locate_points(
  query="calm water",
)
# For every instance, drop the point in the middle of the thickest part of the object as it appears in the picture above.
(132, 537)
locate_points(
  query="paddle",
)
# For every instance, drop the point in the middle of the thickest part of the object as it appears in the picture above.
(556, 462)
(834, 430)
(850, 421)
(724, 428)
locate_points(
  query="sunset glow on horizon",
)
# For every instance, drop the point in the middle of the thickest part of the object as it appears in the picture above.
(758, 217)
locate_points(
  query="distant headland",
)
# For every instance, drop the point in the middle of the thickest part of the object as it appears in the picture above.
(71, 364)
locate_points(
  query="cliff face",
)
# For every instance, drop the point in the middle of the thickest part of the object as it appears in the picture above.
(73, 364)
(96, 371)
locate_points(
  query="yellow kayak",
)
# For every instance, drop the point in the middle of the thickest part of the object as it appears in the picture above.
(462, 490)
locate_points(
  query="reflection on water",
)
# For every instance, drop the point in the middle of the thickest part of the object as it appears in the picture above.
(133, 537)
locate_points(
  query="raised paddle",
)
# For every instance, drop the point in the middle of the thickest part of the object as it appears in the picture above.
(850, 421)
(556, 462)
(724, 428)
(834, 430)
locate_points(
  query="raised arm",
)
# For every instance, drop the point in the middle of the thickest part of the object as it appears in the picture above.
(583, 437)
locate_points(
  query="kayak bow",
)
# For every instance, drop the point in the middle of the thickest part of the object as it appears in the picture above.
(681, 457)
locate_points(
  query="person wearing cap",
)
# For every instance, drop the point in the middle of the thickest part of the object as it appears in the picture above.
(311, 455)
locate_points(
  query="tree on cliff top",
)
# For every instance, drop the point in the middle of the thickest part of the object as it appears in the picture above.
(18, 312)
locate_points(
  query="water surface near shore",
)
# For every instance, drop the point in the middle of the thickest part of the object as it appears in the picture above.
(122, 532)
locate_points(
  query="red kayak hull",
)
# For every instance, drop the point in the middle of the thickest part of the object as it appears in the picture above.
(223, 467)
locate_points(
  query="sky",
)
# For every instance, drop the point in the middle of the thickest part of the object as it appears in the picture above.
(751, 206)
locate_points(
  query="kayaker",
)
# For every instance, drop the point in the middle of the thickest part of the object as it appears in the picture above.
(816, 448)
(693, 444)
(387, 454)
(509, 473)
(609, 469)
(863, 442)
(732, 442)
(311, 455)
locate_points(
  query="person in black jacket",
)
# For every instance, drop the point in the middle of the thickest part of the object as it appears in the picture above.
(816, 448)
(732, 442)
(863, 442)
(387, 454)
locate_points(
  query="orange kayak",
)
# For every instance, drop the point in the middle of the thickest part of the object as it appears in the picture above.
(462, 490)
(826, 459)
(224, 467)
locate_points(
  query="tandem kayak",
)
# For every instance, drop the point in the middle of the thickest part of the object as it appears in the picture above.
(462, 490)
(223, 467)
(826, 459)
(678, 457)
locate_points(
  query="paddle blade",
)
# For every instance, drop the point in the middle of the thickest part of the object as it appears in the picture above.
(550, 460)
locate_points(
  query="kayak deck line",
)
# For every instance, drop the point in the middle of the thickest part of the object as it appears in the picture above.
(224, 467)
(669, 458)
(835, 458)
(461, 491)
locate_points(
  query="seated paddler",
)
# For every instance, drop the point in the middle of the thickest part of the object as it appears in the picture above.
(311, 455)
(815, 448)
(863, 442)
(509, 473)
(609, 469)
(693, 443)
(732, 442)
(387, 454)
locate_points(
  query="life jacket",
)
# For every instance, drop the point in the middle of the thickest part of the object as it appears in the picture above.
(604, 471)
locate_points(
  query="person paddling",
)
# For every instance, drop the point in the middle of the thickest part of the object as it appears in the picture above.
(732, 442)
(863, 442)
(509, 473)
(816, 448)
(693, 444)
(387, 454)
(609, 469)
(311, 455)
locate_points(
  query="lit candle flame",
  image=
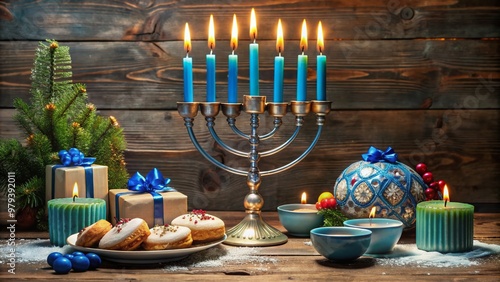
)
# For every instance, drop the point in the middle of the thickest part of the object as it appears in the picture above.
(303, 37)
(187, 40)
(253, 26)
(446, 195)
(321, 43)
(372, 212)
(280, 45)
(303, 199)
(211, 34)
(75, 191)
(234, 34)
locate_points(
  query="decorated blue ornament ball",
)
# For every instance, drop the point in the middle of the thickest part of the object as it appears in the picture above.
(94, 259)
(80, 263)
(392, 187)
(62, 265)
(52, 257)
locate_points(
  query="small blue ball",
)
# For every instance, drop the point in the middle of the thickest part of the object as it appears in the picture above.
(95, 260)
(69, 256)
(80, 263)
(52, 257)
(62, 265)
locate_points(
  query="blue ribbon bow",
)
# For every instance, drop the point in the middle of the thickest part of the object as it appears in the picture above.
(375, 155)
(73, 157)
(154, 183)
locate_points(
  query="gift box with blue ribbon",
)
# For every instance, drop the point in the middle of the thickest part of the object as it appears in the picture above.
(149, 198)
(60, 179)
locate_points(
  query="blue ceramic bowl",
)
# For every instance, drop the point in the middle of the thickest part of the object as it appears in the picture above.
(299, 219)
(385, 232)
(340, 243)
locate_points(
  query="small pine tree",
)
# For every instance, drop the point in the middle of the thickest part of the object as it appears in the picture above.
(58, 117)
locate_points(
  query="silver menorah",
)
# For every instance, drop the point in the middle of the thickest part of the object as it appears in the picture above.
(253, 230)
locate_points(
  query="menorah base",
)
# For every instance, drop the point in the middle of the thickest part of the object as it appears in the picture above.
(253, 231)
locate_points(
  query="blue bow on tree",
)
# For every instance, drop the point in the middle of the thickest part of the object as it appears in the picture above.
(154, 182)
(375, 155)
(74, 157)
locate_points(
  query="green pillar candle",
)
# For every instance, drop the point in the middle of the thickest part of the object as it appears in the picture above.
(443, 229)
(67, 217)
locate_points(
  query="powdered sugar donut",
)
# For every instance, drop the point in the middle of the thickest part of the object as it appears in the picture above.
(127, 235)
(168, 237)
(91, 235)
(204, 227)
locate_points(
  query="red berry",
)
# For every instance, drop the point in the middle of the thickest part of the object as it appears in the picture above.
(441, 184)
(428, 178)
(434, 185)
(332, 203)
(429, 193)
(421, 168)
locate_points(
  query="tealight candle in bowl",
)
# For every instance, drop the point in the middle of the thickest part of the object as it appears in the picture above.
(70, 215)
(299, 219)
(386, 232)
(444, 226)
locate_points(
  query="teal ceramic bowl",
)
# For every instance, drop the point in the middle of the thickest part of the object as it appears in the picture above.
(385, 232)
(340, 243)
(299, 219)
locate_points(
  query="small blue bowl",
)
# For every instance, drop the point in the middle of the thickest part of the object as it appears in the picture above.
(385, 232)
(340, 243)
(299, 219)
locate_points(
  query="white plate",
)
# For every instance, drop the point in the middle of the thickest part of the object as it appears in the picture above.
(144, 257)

○ ○ ○ ○

TO BE DONE:
Images must not appear in the copy; reproduce everything else in the records verbatim.

EXPECTED ANSWER:
locate_points(
  query="calm water",
)
# For every instance, drop the point in the middle of the thickest part of the object as it appears in the picture above.
(132, 537)
locate_points(
  query="paddle",
)
# For every instance, drop the point in the middle of the thickest part of the object as it appears in the picture above.
(556, 462)
(834, 430)
(850, 421)
(724, 428)
locate_points(
  query="sunset glow on horizon",
)
# For every instance, drop the point in the middle of the thickest part of the object as it appears in the picture above.
(758, 217)
locate_points(
  query="distant headland",
)
# For every instance, drop the point in the middle of the thickest part of the object as it appears in the picture above.
(71, 364)
locate_points(
  query="cliff face",
)
# For every instance, drop the point in the middle of the thickest part of the object as it appears in the picture above.
(73, 364)
(96, 371)
locate_points(
  query="yellow kayak",
)
# For every instance, drop the point in the middle of the thickest part of the object as it appears in the picture above.
(462, 490)
locate_points(
  query="reflection on water",
)
# For every instance, drop the point in the middle of the thickest part of the object as it appears in the picture above.
(133, 537)
locate_points(
  query="raised paddle",
)
# For every instance, drop the point in the middle of the thickest part of the object as it appears in the picture above.
(850, 421)
(556, 462)
(724, 428)
(834, 430)
locate_points(
  query="raised arm",
)
# For every instance, drop the point in the middle of the thickest part of the object as it appears in the picture above.
(583, 437)
locate_points(
  query="kayak bow",
)
# For every instance, drop the point in the middle of the thickest part of the object as it appears in the picture above.
(681, 457)
locate_points(
  query="person wearing cap",
)
# For every instance, drop the point in the middle of the thickest part of the object as it appears in the picture above.
(311, 455)
locate_points(
  query="tree on cliff top",
)
# For every instance, drop the point in the middle of the thickest part of the object as it appears in the picture above.
(18, 312)
locate_points(
  query="water surface near shore",
)
# For every instance, drop the point in the middle of the thickest part of the object as it appears in the picture above.
(122, 532)
locate_points(
  query="red kayak hull",
)
# For every instance, drop the point in the middle of the thickest part of the object as it appears in the picture above.
(223, 467)
locate_points(
  query="sky",
)
# For every instance, drop the point in the middle of the thickest part of the object as it appears in the picture above.
(751, 206)
locate_points(
  query="kayaker",
)
# For every instance, drop the point in the middle of the thickest part of the object as it appears in the picture above.
(816, 448)
(693, 444)
(387, 454)
(509, 473)
(609, 469)
(863, 442)
(732, 442)
(311, 455)
locate_points(
  query="person in black jacket",
)
# For every instance, drop the point in the middle of the thickest part of the object as it appears in the picture above.
(816, 448)
(732, 442)
(863, 442)
(387, 454)
locate_points(
  query="orange kayak",
)
# For every instance, drop the point in the middle of the thickest part of the object as it appears in the picture above.
(462, 490)
(826, 459)
(224, 467)
locate_points(
  query="tandem kayak",
)
# For every instance, drop the point in the middle of the thickest part of the object as it appears in the picture above.
(462, 490)
(223, 467)
(826, 459)
(678, 457)
locate_points(
  query="paddle blade",
)
# For every instance, drop the point in the middle of the thickest part of the object as it appears in the picture above.
(550, 460)
locate_points(
  query="kayak deck line",
)
# For every instance, drop the point in the middle of the thickest part of the object as it appears in the picture above.
(224, 467)
(669, 458)
(835, 458)
(461, 491)
locate_points(
  query="seated paddler",
)
# For every instance, drop the point in the middle of the thickest part of the object as it appears in the picture above.
(311, 455)
(815, 448)
(863, 442)
(509, 473)
(609, 469)
(693, 443)
(732, 442)
(387, 454)
locate_points(
  query="life jacket",
)
# For every instance, drop the point in the middle of the thickest part of the object as it appears in the picture above.
(604, 471)
locate_points(
  query="person paddling",
)
# For every instance, drop the point in the middle of the thickest part of the object as it appears in the picture above.
(732, 442)
(863, 442)
(509, 473)
(816, 448)
(693, 444)
(387, 454)
(609, 469)
(311, 455)
locate_points(
  query="lit candle flame",
  image=
)
# For every instance, drop the point in the middle of the thickest part of the object as it appears in the picture above.
(303, 37)
(187, 40)
(253, 26)
(446, 195)
(321, 43)
(372, 212)
(280, 45)
(303, 199)
(211, 34)
(75, 191)
(234, 34)
locate_points(
  query="decorated blue ornament ball",
)
# For every instance, drop the point in the middle of the thickest part of the object as it appears in the picture above.
(94, 259)
(80, 263)
(392, 187)
(62, 265)
(52, 257)
locate_points(
  query="small blue ball",
)
# For every instance, drop the point in the middle of the thickest part of the object as it appears in the picture above.
(95, 260)
(69, 256)
(80, 263)
(52, 257)
(62, 265)
locate_points(
  query="blue ribbon bow",
)
# For every instance, drop the point in the middle of the thickest part of the object as it appears in the picture above.
(375, 155)
(73, 157)
(154, 183)
locate_points(
  query="gift box with blue ribbon",
)
# For every instance, drop the point in the middle of the thickest part of the object as it appears in the picture above.
(149, 198)
(60, 179)
locate_points(
  query="blue ceramic bowl",
)
# For every instance, drop the point in the middle of the thickest part of the object as it appears in the picture above.
(299, 219)
(385, 232)
(340, 243)
locate_points(
  query="small pine tree",
)
# For every instance, drop the point in the middle of the thickest part of the object as it appears in the picture above.
(58, 117)
locate_points(
  query="silver menorah",
)
# For every instance, drop the point in the middle of the thickest part of the object as it appears in the picture above.
(253, 230)
locate_points(
  query="menorah base",
)
# For every instance, drop the point in the middle of the thickest part of the object as it appears in the picture above.
(253, 231)
locate_points(
  query="blue bow on tree",
)
# For every instance, drop the point in the middle of the thickest part of the object as it appears in the picture above.
(154, 182)
(375, 155)
(74, 157)
locate_points(
  query="green pillar candle",
)
# For every instance, drop the point in the middle of the thickest part of the object as it appears in the picture above.
(443, 229)
(67, 217)
locate_points(
  query="powdered sugar donut",
)
# For every instance, drop the point in the middle of the thickest part of the object as it appears in the picture above.
(127, 235)
(168, 237)
(91, 235)
(204, 227)
locate_points(
  query="red berry",
)
# For every instance, drop the point in the middle of the thickest part of the object as it appears in the picture above.
(441, 184)
(428, 178)
(434, 185)
(332, 203)
(429, 193)
(421, 168)
locate_points(
  query="tealight candle in bowl",
)
# For every instance, drop the point in the middle of the thickest part of the object as it appears in the picture above.
(70, 215)
(299, 219)
(386, 232)
(444, 226)
locate_points(
  query="teal ceramic bowl",
)
# For every instance, drop the point in the middle of the thickest part of the object as it appears in the picture above.
(385, 232)
(340, 243)
(299, 219)
locate_points(
  query="small blue bowl",
)
# For every instance, drop the point in the middle of the thickest part of the object as it appears in the picture above.
(385, 232)
(340, 243)
(299, 219)
locate_points(
  query="white plate",
)
# For every instance, drop the point in the middle of the thickest part of the object as it appears in the picture above.
(144, 257)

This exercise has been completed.